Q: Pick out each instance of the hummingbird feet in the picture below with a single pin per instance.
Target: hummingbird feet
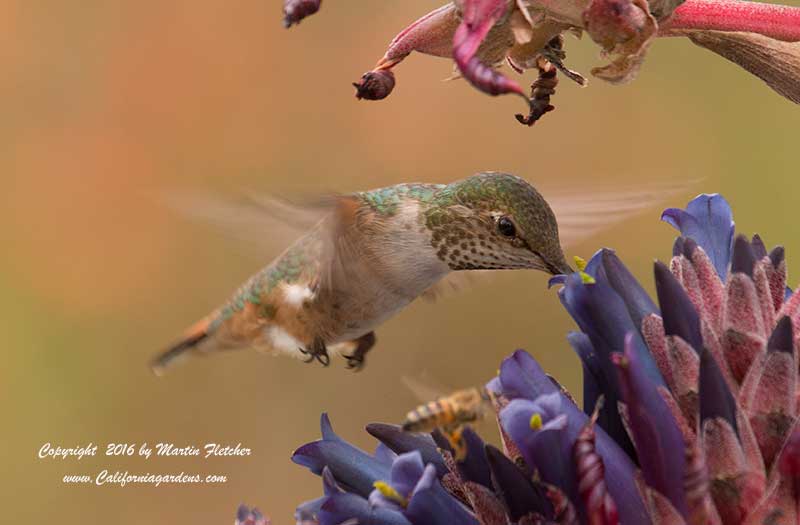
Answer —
(317, 351)
(364, 344)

### Task to carry out
Give all the entries again exactly, dropping each picture.

### Output below
Q: Pick out each instance of the hummingbird feet in the picture below with a single pin per instance.
Target: hummingbird feet
Answer —
(317, 351)
(364, 344)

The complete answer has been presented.